TRY IT → Only lines holding the string "orange" are wanted; copy each one from the material.

______

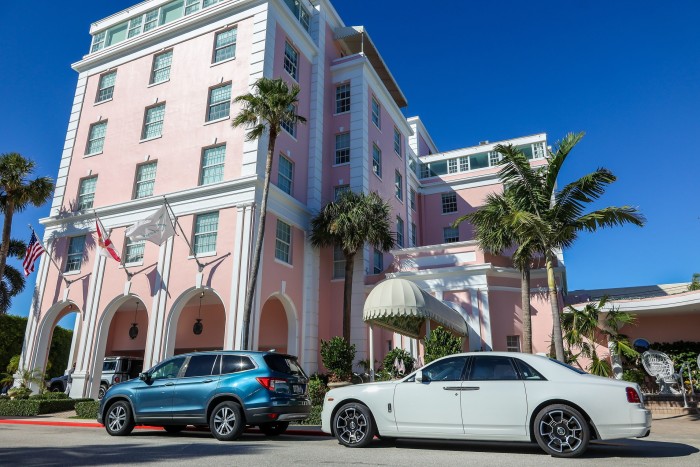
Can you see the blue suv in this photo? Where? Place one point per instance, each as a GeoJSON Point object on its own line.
{"type": "Point", "coordinates": [224, 390]}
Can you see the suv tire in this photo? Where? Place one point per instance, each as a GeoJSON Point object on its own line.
{"type": "Point", "coordinates": [226, 421]}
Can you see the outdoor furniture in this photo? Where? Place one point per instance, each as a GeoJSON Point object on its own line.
{"type": "Point", "coordinates": [660, 366]}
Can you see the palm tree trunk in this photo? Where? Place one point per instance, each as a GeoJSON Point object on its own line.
{"type": "Point", "coordinates": [347, 295]}
{"type": "Point", "coordinates": [554, 303]}
{"type": "Point", "coordinates": [6, 232]}
{"type": "Point", "coordinates": [527, 318]}
{"type": "Point", "coordinates": [253, 276]}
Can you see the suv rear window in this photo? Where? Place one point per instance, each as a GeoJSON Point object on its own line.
{"type": "Point", "coordinates": [284, 364]}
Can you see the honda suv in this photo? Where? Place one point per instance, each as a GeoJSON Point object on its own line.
{"type": "Point", "coordinates": [224, 390]}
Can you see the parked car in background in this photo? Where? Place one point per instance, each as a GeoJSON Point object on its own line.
{"type": "Point", "coordinates": [225, 390]}
{"type": "Point", "coordinates": [490, 396]}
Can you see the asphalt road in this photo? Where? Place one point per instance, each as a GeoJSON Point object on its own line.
{"type": "Point", "coordinates": [673, 442]}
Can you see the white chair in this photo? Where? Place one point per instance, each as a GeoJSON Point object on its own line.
{"type": "Point", "coordinates": [660, 366]}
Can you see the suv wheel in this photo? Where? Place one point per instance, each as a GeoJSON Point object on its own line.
{"type": "Point", "coordinates": [226, 421]}
{"type": "Point", "coordinates": [273, 429]}
{"type": "Point", "coordinates": [118, 420]}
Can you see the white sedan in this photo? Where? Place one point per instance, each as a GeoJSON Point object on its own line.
{"type": "Point", "coordinates": [491, 396]}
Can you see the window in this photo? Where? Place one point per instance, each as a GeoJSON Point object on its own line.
{"type": "Point", "coordinates": [96, 138]}
{"type": "Point", "coordinates": [133, 251]}
{"type": "Point", "coordinates": [105, 89]}
{"type": "Point", "coordinates": [342, 148]}
{"type": "Point", "coordinates": [339, 190]}
{"type": "Point", "coordinates": [86, 193]}
{"type": "Point", "coordinates": [449, 203]}
{"type": "Point", "coordinates": [291, 60]}
{"type": "Point", "coordinates": [283, 242]}
{"type": "Point", "coordinates": [285, 175]}
{"type": "Point", "coordinates": [342, 98]}
{"type": "Point", "coordinates": [338, 263]}
{"type": "Point", "coordinates": [205, 227]}
{"type": "Point", "coordinates": [219, 102]}
{"type": "Point", "coordinates": [225, 45]}
{"type": "Point", "coordinates": [161, 67]}
{"type": "Point", "coordinates": [397, 141]}
{"type": "Point", "coordinates": [398, 181]}
{"type": "Point", "coordinates": [399, 231]}
{"type": "Point", "coordinates": [450, 234]}
{"type": "Point", "coordinates": [377, 161]}
{"type": "Point", "coordinates": [513, 343]}
{"type": "Point", "coordinates": [378, 261]}
{"type": "Point", "coordinates": [212, 165]}
{"type": "Point", "coordinates": [76, 246]}
{"type": "Point", "coordinates": [145, 180]}
{"type": "Point", "coordinates": [492, 369]}
{"type": "Point", "coordinates": [376, 113]}
{"type": "Point", "coordinates": [290, 126]}
{"type": "Point", "coordinates": [153, 122]}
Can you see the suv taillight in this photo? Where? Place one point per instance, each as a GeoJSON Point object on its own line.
{"type": "Point", "coordinates": [632, 396]}
{"type": "Point", "coordinates": [274, 384]}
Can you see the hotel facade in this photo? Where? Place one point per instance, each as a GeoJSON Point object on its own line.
{"type": "Point", "coordinates": [151, 123]}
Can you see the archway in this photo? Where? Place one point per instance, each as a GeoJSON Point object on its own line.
{"type": "Point", "coordinates": [277, 326]}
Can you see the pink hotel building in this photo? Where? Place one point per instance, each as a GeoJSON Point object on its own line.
{"type": "Point", "coordinates": [151, 118]}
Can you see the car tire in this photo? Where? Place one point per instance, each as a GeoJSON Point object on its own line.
{"type": "Point", "coordinates": [353, 425]}
{"type": "Point", "coordinates": [174, 429]}
{"type": "Point", "coordinates": [118, 419]}
{"type": "Point", "coordinates": [274, 428]}
{"type": "Point", "coordinates": [562, 431]}
{"type": "Point", "coordinates": [226, 421]}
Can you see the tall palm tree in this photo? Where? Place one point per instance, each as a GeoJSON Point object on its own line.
{"type": "Point", "coordinates": [350, 222]}
{"type": "Point", "coordinates": [17, 191]}
{"type": "Point", "coordinates": [271, 104]}
{"type": "Point", "coordinates": [493, 230]}
{"type": "Point", "coordinates": [552, 219]}
{"type": "Point", "coordinates": [13, 281]}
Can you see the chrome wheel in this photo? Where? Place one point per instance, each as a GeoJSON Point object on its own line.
{"type": "Point", "coordinates": [353, 425]}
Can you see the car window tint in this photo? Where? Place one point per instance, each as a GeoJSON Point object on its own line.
{"type": "Point", "coordinates": [284, 364]}
{"type": "Point", "coordinates": [168, 369]}
{"type": "Point", "coordinates": [492, 369]}
{"type": "Point", "coordinates": [200, 365]}
{"type": "Point", "coordinates": [235, 363]}
{"type": "Point", "coordinates": [528, 372]}
{"type": "Point", "coordinates": [449, 369]}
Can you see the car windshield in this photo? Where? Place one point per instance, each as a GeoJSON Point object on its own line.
{"type": "Point", "coordinates": [576, 370]}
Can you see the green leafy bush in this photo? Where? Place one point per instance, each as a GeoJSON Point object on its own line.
{"type": "Point", "coordinates": [398, 354]}
{"type": "Point", "coordinates": [337, 355]}
{"type": "Point", "coordinates": [441, 343]}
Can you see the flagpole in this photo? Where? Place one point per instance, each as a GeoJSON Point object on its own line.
{"type": "Point", "coordinates": [177, 223]}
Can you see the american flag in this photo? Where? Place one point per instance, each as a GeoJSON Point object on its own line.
{"type": "Point", "coordinates": [34, 250]}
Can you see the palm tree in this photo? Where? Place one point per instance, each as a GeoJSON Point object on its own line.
{"type": "Point", "coordinates": [13, 281]}
{"type": "Point", "coordinates": [553, 219]}
{"type": "Point", "coordinates": [493, 230]}
{"type": "Point", "coordinates": [17, 192]}
{"type": "Point", "coordinates": [350, 222]}
{"type": "Point", "coordinates": [271, 104]}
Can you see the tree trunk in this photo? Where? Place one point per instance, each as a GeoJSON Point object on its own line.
{"type": "Point", "coordinates": [347, 295]}
{"type": "Point", "coordinates": [255, 264]}
{"type": "Point", "coordinates": [527, 316]}
{"type": "Point", "coordinates": [554, 303]}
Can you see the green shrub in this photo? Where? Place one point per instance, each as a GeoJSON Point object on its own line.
{"type": "Point", "coordinates": [87, 409]}
{"type": "Point", "coordinates": [337, 355]}
{"type": "Point", "coordinates": [398, 354]}
{"type": "Point", "coordinates": [441, 343]}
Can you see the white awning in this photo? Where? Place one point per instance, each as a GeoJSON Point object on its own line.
{"type": "Point", "coordinates": [401, 306]}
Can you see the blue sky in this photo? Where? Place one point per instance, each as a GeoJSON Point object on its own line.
{"type": "Point", "coordinates": [625, 72]}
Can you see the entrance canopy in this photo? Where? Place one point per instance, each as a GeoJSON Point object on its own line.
{"type": "Point", "coordinates": [401, 306]}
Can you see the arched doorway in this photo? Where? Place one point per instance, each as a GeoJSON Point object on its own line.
{"type": "Point", "coordinates": [277, 327]}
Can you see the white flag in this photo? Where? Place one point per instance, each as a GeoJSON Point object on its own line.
{"type": "Point", "coordinates": [156, 228]}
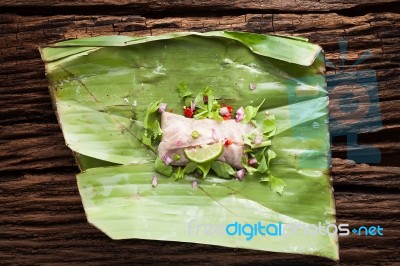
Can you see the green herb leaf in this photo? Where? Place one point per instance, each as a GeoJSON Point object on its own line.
{"type": "Point", "coordinates": [276, 184]}
{"type": "Point", "coordinates": [162, 168]}
{"type": "Point", "coordinates": [271, 155]}
{"type": "Point", "coordinates": [209, 110]}
{"type": "Point", "coordinates": [249, 169]}
{"type": "Point", "coordinates": [222, 169]}
{"type": "Point", "coordinates": [151, 126]}
{"type": "Point", "coordinates": [269, 124]}
{"type": "Point", "coordinates": [262, 163]}
{"type": "Point", "coordinates": [189, 168]}
{"type": "Point", "coordinates": [250, 112]}
{"type": "Point", "coordinates": [183, 90]}
{"type": "Point", "coordinates": [205, 168]}
{"type": "Point", "coordinates": [179, 174]}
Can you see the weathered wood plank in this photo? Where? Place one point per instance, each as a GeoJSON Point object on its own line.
{"type": "Point", "coordinates": [42, 218]}
{"type": "Point", "coordinates": [212, 5]}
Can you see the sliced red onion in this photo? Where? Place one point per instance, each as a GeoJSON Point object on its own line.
{"type": "Point", "coordinates": [252, 161]}
{"type": "Point", "coordinates": [154, 181]}
{"type": "Point", "coordinates": [239, 114]}
{"type": "Point", "coordinates": [258, 139]}
{"type": "Point", "coordinates": [240, 174]}
{"type": "Point", "coordinates": [192, 105]}
{"type": "Point", "coordinates": [224, 111]}
{"type": "Point", "coordinates": [194, 184]}
{"type": "Point", "coordinates": [162, 108]}
{"type": "Point", "coordinates": [167, 160]}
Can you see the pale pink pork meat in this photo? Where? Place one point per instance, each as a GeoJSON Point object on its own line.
{"type": "Point", "coordinates": [177, 135]}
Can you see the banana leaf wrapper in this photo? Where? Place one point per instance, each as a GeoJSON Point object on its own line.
{"type": "Point", "coordinates": [101, 88]}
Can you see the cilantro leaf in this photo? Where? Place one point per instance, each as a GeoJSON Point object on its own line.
{"type": "Point", "coordinates": [151, 125]}
{"type": "Point", "coordinates": [205, 168]}
{"type": "Point", "coordinates": [209, 109]}
{"type": "Point", "coordinates": [276, 184]}
{"type": "Point", "coordinates": [222, 169]}
{"type": "Point", "coordinates": [249, 169]}
{"type": "Point", "coordinates": [189, 168]}
{"type": "Point", "coordinates": [162, 168]}
{"type": "Point", "coordinates": [250, 112]}
{"type": "Point", "coordinates": [183, 90]}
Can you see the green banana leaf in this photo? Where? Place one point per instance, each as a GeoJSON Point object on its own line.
{"type": "Point", "coordinates": [101, 88]}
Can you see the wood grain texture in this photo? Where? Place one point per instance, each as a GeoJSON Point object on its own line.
{"type": "Point", "coordinates": [41, 216]}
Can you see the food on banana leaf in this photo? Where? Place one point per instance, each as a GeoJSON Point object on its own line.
{"type": "Point", "coordinates": [177, 135]}
{"type": "Point", "coordinates": [207, 137]}
{"type": "Point", "coordinates": [102, 87]}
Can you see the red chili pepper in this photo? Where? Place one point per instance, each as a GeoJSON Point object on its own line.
{"type": "Point", "coordinates": [188, 112]}
{"type": "Point", "coordinates": [227, 142]}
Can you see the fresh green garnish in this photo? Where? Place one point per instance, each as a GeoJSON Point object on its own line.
{"type": "Point", "coordinates": [152, 129]}
{"type": "Point", "coordinates": [162, 168]}
{"type": "Point", "coordinates": [183, 90]}
{"type": "Point", "coordinates": [276, 184]}
{"type": "Point", "coordinates": [181, 172]}
{"type": "Point", "coordinates": [250, 112]}
{"type": "Point", "coordinates": [222, 169]}
{"type": "Point", "coordinates": [208, 109]}
{"type": "Point", "coordinates": [203, 158]}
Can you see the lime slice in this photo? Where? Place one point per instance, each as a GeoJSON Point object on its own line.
{"type": "Point", "coordinates": [204, 153]}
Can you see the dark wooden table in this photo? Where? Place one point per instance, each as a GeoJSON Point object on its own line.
{"type": "Point", "coordinates": [42, 220]}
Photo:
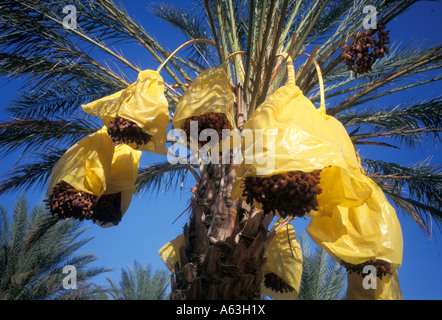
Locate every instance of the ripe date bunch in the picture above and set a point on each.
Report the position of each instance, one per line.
(210, 120)
(291, 194)
(382, 267)
(68, 202)
(365, 49)
(125, 131)
(272, 281)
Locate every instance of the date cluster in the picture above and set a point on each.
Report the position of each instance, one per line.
(125, 131)
(291, 194)
(365, 49)
(382, 267)
(210, 120)
(272, 281)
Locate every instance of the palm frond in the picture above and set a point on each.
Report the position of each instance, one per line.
(34, 134)
(416, 189)
(34, 174)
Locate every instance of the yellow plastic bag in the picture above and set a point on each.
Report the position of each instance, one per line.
(122, 177)
(358, 234)
(284, 260)
(143, 103)
(209, 93)
(86, 165)
(170, 252)
(387, 288)
(296, 136)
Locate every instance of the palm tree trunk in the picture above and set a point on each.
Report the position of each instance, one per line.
(224, 244)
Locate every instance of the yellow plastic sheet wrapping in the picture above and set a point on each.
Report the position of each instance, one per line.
(284, 258)
(357, 234)
(387, 288)
(144, 103)
(123, 174)
(306, 140)
(86, 165)
(210, 91)
(170, 252)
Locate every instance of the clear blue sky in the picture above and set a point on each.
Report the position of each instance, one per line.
(147, 224)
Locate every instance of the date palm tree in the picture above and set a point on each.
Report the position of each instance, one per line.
(34, 251)
(322, 277)
(65, 68)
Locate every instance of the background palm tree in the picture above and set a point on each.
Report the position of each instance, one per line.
(323, 278)
(140, 283)
(66, 68)
(34, 249)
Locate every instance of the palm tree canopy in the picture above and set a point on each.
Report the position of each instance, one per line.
(139, 283)
(34, 252)
(66, 68)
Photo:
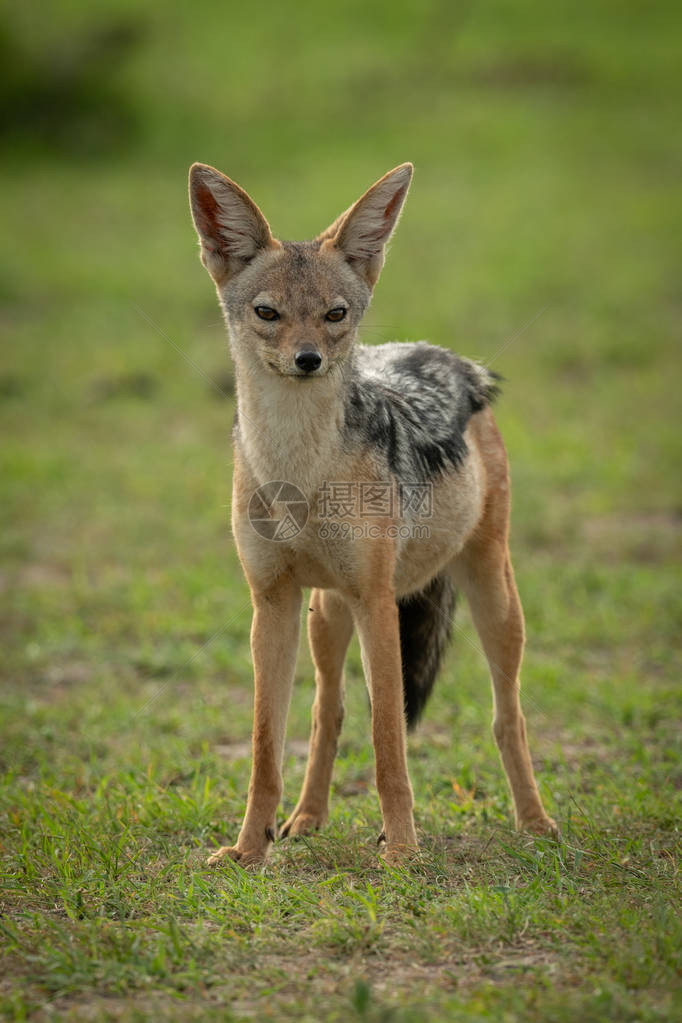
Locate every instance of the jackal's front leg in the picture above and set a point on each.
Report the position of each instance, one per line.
(274, 646)
(378, 629)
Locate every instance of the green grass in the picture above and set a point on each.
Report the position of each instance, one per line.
(541, 235)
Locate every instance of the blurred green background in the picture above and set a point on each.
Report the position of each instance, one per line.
(542, 235)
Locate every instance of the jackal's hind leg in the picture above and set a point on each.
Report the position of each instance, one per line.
(329, 631)
(484, 572)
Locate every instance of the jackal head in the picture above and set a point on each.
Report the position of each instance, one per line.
(292, 308)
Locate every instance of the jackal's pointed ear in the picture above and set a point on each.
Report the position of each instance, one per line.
(361, 233)
(231, 228)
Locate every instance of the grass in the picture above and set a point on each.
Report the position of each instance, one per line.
(542, 235)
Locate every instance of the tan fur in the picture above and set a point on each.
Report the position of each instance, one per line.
(288, 431)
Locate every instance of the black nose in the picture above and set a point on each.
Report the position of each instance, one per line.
(308, 359)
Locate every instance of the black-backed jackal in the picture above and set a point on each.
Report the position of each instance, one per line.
(389, 477)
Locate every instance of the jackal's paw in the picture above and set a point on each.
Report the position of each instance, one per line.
(541, 826)
(302, 824)
(244, 857)
(397, 854)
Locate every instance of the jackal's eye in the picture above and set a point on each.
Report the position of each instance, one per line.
(336, 315)
(265, 312)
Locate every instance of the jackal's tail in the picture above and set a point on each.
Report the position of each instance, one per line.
(425, 626)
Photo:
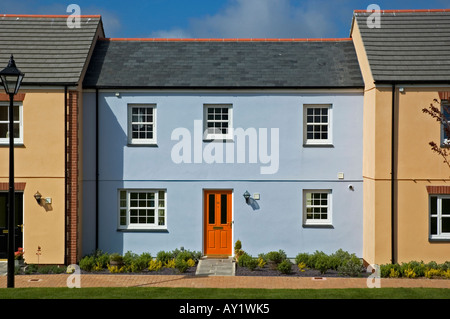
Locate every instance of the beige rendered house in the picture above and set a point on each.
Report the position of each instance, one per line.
(53, 54)
(405, 61)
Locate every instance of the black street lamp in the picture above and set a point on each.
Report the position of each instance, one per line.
(11, 78)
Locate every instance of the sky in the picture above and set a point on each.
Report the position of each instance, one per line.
(219, 18)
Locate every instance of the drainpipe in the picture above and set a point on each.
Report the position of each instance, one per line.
(96, 168)
(65, 173)
(393, 177)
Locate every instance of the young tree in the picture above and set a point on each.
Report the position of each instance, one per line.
(443, 117)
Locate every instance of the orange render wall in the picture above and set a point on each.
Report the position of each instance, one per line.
(416, 167)
(39, 163)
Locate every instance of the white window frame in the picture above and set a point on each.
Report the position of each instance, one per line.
(142, 141)
(445, 142)
(17, 140)
(217, 136)
(128, 225)
(320, 141)
(439, 234)
(317, 222)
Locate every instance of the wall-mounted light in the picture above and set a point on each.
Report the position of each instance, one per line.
(246, 196)
(38, 197)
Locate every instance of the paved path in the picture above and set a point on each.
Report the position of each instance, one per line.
(212, 274)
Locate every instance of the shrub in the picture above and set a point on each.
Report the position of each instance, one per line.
(276, 256)
(351, 266)
(285, 266)
(164, 256)
(261, 262)
(154, 265)
(251, 263)
(191, 262)
(242, 261)
(312, 260)
(87, 263)
(301, 266)
(322, 263)
(302, 258)
(181, 264)
(170, 263)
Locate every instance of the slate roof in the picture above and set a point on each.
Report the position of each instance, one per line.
(45, 48)
(153, 63)
(410, 45)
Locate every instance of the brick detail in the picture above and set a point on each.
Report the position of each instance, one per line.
(72, 187)
(438, 189)
(18, 97)
(17, 186)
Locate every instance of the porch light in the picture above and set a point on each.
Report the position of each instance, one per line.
(38, 197)
(11, 78)
(246, 196)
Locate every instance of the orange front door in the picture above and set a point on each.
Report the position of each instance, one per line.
(218, 222)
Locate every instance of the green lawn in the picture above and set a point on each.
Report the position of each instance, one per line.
(213, 293)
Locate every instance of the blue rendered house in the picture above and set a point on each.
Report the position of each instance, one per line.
(175, 133)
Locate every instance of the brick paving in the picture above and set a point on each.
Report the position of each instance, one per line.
(281, 282)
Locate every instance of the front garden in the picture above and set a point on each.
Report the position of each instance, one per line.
(272, 263)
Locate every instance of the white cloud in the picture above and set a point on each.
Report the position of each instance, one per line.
(261, 19)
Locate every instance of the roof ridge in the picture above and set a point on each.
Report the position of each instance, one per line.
(47, 16)
(228, 39)
(404, 10)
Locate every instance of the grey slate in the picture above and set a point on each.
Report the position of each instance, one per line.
(409, 46)
(223, 64)
(45, 48)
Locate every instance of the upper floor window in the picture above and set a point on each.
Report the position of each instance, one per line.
(142, 209)
(317, 124)
(4, 123)
(445, 136)
(317, 207)
(142, 124)
(218, 122)
(440, 216)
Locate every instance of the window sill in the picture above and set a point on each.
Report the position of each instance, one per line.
(17, 144)
(143, 230)
(318, 145)
(142, 144)
(318, 226)
(439, 239)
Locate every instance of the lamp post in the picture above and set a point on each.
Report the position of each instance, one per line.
(11, 78)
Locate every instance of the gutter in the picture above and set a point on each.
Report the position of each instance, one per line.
(65, 174)
(393, 177)
(96, 169)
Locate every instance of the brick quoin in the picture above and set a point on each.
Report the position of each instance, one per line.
(438, 190)
(72, 235)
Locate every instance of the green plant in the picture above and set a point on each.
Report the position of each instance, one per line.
(302, 258)
(87, 263)
(285, 266)
(181, 264)
(351, 266)
(322, 263)
(154, 265)
(242, 261)
(251, 263)
(115, 257)
(164, 256)
(276, 256)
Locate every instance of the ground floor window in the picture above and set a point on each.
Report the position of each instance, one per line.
(142, 209)
(317, 207)
(440, 216)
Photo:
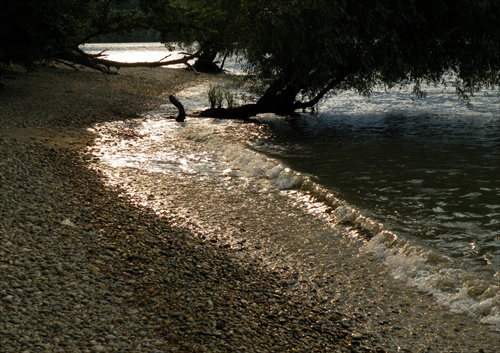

______

ANSWER SPACE →
Locate every instance of the orange render wall in the picture above and set a point on each.
Locate every instance of the orange front door in the picture above and set a point on each.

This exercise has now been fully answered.